■ PERINTAH TUGAS ■
Salin kata demi kata bagian artikel tentang menjadi komunikator yang baik di bawah ini, dari "Kontan Logo" sampai "di dunia bisnis.", termasuk kedua bagian tersebut.

Select Page

Kontan Logo

KONTAN Daily Menjadi Komunikator Yang Baik

by Jennie M. Xue

Kesuksesan dan kegagalan seseorang dalam berkomunikasi menentukan keberhasilan dan kegagalan dalam kehidupan bermasyarakat, dalam karir, dan dalam berkeluarga. Dalam berbisnis, komunikasi yang jelas tentu sangat penting dan berharga. Bayangkan saja apabila ada kesalahpahaman dalam penyampaian hal-hal yang berhubungan erat dengan kualitas dan kuantitas produk, serta dalam produksi.

Dalam kultur manapun, seorang komunikator yang baik menyampaikan dan menerima informasi sebagaimana yang sebenarnya. Karena ada saja individu yang sering “salah menangkap” dan “mengartikan sendiri” apa yang diutarakan oleh lawan bicara. Ini jangan sampai terjadi di dunia bisnis.

Bayangkan jika Anda menyangka bahwa klien memesan sepuluh ribu pasang sepatu padahal sebenarnya hanya seribu saja. Memang dalam bisnis setiap persetujuan dilakukan tercatat. Namun tidak tertutup kemungkinan bahwa komunikasi lisan mempunyai ikatan hukum. Minimal sebagai ikatan untuk menuju perjanjian hukum.

Bagaimana cara berkomunikasi yang profesional? Semestinya setiap pebisnis dan eksekutif telah mengenalnya dengan baik. Namun, dalam kultur Indonesia yang komunal dan tradisional, ada beberapa hal yang semestinya tidak dibicarakan dengan lawan bisnis yang sering diabaikan.

■ ENTRI DATA ■
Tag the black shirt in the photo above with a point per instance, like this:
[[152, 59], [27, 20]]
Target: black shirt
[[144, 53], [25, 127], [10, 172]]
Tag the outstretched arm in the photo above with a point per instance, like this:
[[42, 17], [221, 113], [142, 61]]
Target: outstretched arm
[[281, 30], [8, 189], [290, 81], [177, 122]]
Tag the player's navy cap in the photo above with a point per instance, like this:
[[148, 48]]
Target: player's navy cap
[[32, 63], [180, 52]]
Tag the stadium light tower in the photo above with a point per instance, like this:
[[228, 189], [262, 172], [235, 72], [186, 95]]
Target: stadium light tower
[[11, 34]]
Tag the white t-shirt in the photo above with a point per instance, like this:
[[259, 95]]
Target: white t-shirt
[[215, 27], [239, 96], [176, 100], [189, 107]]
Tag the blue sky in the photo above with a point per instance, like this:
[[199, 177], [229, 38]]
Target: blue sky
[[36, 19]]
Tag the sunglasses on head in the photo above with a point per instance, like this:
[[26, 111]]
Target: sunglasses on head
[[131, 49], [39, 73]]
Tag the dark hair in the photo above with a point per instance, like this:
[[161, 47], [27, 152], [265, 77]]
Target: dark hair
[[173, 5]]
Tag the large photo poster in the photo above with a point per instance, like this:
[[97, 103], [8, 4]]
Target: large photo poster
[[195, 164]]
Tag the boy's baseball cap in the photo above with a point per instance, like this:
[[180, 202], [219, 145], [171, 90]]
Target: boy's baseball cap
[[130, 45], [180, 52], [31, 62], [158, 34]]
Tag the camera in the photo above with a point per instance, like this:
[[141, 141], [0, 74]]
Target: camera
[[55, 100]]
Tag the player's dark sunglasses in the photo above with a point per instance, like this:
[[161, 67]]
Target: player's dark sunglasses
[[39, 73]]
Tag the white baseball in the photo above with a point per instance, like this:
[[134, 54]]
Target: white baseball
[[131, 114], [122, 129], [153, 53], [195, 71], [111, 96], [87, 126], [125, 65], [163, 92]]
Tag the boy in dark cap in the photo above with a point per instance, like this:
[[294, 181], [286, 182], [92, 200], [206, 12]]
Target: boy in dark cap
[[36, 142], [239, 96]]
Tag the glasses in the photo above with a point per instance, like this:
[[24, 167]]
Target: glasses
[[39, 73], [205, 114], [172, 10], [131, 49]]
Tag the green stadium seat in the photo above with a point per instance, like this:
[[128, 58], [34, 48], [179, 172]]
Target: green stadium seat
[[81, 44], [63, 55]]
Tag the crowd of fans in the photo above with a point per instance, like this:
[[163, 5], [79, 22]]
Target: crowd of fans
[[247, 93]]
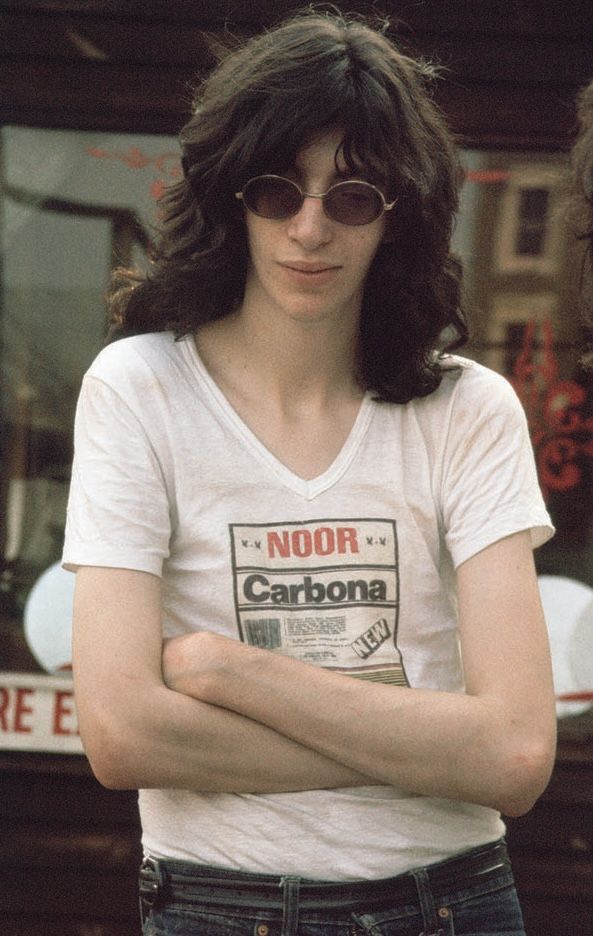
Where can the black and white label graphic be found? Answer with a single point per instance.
(323, 591)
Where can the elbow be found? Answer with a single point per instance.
(109, 759)
(524, 776)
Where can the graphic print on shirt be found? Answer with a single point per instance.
(323, 591)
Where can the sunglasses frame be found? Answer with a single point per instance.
(385, 205)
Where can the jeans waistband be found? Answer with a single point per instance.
(178, 880)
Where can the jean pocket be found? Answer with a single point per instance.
(494, 914)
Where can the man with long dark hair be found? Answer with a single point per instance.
(307, 623)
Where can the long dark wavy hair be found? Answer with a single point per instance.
(288, 86)
(582, 178)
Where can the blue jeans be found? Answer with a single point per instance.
(181, 899)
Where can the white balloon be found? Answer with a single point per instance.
(565, 601)
(48, 619)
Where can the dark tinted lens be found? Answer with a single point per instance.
(353, 203)
(270, 197)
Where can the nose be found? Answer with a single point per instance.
(310, 226)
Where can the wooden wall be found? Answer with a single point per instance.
(511, 67)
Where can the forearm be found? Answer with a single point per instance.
(172, 741)
(432, 743)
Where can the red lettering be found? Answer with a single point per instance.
(325, 541)
(302, 543)
(347, 540)
(62, 709)
(20, 710)
(275, 543)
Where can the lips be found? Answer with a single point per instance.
(310, 268)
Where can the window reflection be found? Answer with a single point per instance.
(74, 205)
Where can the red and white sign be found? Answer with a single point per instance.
(37, 713)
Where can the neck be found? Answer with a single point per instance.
(292, 361)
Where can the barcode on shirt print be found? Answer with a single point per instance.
(264, 633)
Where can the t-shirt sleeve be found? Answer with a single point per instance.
(489, 484)
(118, 509)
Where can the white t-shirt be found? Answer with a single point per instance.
(352, 570)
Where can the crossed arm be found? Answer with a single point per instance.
(209, 713)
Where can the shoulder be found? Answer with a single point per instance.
(467, 386)
(135, 360)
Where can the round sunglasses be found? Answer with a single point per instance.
(353, 202)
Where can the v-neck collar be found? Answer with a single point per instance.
(308, 489)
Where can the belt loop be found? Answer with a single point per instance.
(426, 901)
(290, 905)
(152, 882)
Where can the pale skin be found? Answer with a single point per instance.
(209, 713)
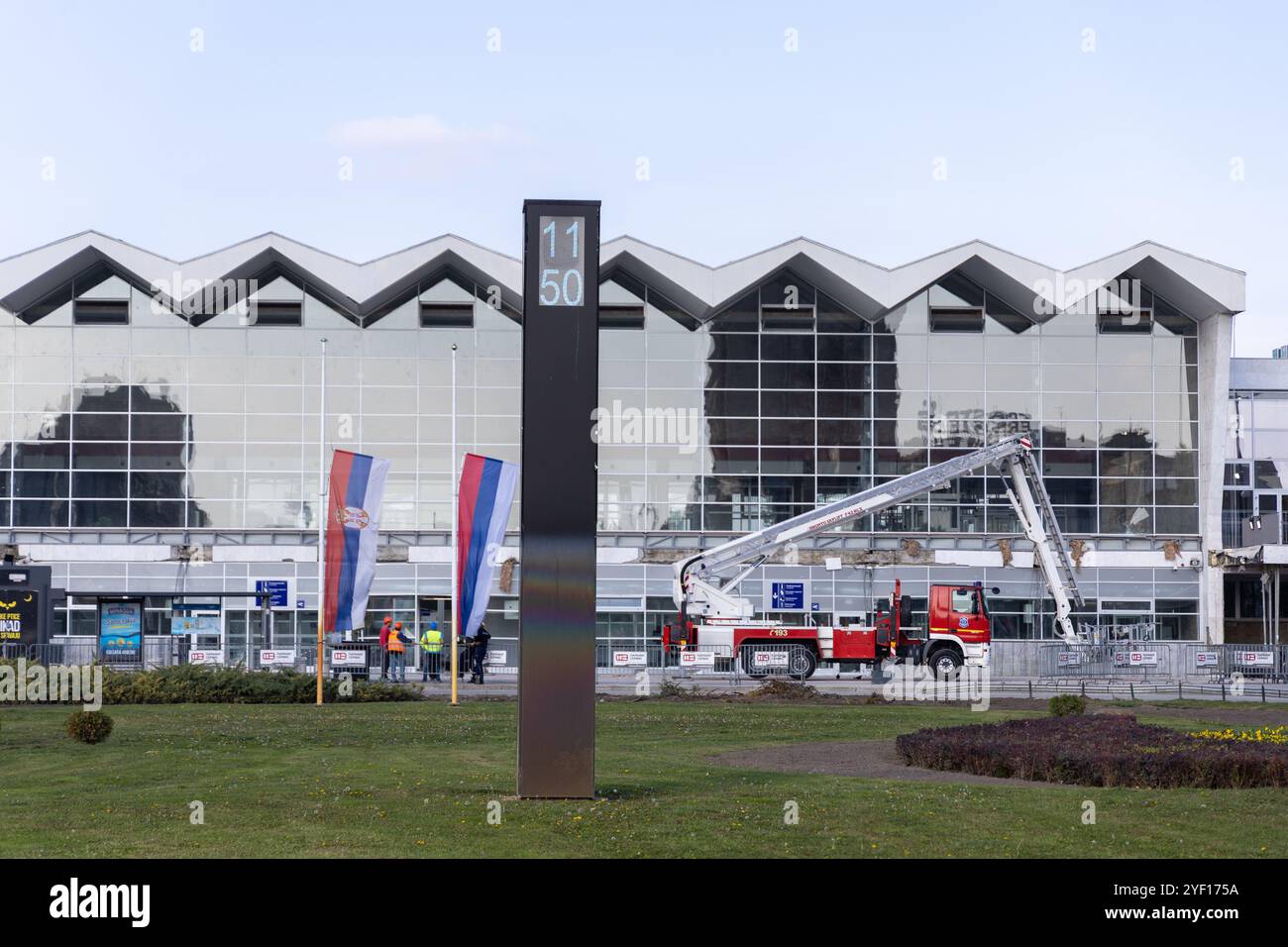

■ JAWABAN LENGKAP ■
Kontan Logo

KONTAN Daily Menjadi Komunikator Yang Baik

by Jennie M. Xue

Kesuksesan dan kegagalan seseorang dalam berkomunikasi menentukan keberhasilan dan kegagalan dalam kehidupan bermasyarakat, dalam karir, dan dalam berkeluarga. Dalam berbisnis, komunikasi yang jelas tentu sangat penting dan berharga. Bayangkan saja apabila ada kesalahpahaman dalam penyampaian hal-hal yang berhubungan erat dengan kualitas dan kuantitas produk, serta dalam produksi.

Dalam kultur manapun, seorang komunikator yang baik menyampaikan dan menerima informasi sebagaimana yang sebenarnya. Karena ada saja individu yang sering “salah menangkap” dan “mengartikan sendiri” apa yang diutarakan oleh lawan bicara. Ini jangan sampai terjadi di dunia bisnis.